* Extrait *

· · · · ·

Cette soif de démocratie des Guinéens, Sékouba Konaté n'a pas pu l'ignorer. Elle ne lui a pas laissé le choix.

Ils avaient déjà manifesté contre son prédécesseur, Moussa «Dadis» Camara, qui menaçait de se présenter alors qu'il avait promis le contraire lors de son putsch. Le massacre perpétré par les militaires contre ces manifestants pacifistes a marqué ce jour comme un point de non-retour. Le général Konaté savait que le peuple ne laisserait pas passer une nouvelle entorse au pacte qu'il avait passé avec la junte. La communauté internationale non plus.

· · · · ·

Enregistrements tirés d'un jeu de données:
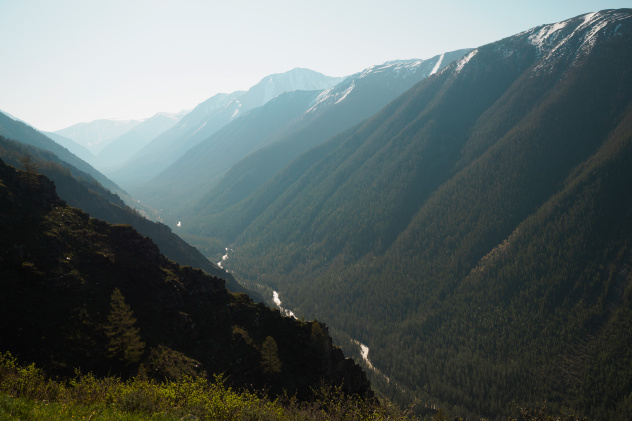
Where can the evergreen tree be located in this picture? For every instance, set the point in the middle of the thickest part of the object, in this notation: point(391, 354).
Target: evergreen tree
point(124, 343)
point(30, 169)
point(270, 362)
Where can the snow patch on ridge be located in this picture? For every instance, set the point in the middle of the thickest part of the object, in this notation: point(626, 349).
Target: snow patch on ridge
point(539, 38)
point(437, 65)
point(461, 63)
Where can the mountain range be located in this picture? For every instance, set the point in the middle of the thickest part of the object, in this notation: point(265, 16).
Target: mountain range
point(71, 283)
point(250, 149)
point(462, 223)
point(206, 119)
point(473, 233)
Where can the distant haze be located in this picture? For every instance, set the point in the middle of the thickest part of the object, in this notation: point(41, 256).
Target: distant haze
point(70, 61)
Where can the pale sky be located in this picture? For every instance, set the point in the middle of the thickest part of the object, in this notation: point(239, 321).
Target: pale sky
point(70, 61)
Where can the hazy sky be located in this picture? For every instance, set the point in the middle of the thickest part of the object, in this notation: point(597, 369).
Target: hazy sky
point(69, 61)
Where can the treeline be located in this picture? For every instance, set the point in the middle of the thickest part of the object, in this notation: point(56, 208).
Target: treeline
point(474, 234)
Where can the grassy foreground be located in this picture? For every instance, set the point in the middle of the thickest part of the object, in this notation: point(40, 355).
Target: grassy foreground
point(26, 394)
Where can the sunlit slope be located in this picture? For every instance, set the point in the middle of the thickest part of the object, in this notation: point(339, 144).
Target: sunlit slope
point(475, 232)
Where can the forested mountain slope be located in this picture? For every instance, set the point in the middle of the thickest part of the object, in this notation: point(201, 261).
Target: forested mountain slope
point(474, 233)
point(80, 190)
point(333, 111)
point(77, 293)
point(205, 119)
point(14, 129)
point(182, 184)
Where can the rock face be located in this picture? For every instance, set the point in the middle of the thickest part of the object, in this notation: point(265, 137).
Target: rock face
point(59, 268)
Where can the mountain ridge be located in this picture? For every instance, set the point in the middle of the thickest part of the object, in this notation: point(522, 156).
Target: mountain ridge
point(382, 232)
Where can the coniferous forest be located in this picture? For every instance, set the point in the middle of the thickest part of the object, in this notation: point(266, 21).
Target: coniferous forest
point(468, 242)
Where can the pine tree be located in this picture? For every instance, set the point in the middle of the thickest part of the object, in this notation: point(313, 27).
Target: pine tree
point(124, 343)
point(270, 362)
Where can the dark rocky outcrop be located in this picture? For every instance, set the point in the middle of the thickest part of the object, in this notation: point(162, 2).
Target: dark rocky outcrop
point(59, 267)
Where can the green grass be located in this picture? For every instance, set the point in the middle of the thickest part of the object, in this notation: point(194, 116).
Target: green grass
point(26, 394)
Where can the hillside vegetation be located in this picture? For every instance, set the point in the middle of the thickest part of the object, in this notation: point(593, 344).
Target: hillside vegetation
point(475, 232)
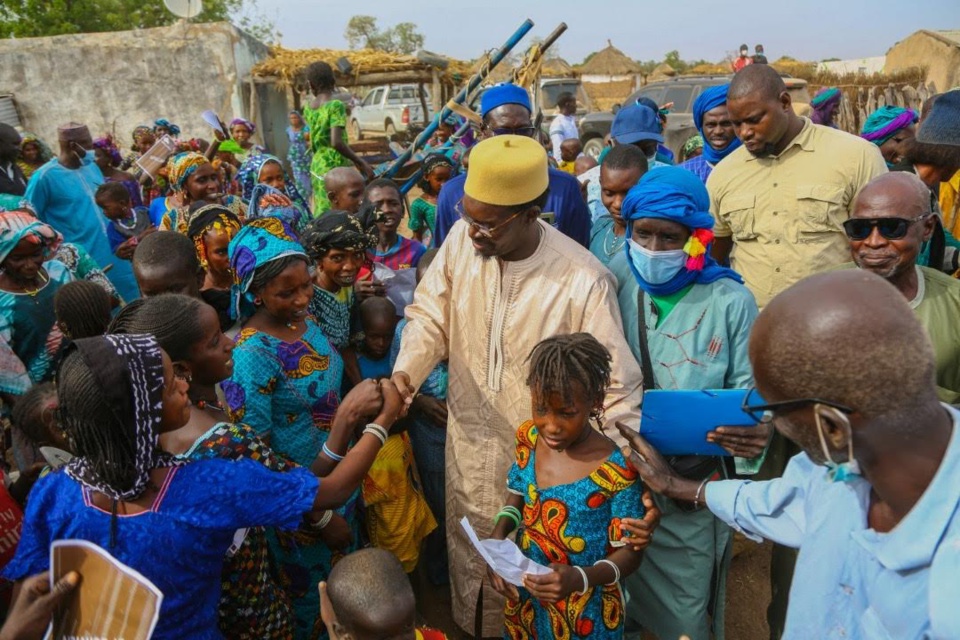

· · · · ·

* Consigne *
D'après l'extrait, contre qui les Guinéens avaient-ils déjà manifesté ? Ces enregistrements forment un matériau à part, indépendant de l'extrait.

* Votre réponse *
Contre Moussa «Dadis» Camara, le prédécesseur de Sékouba Konaté.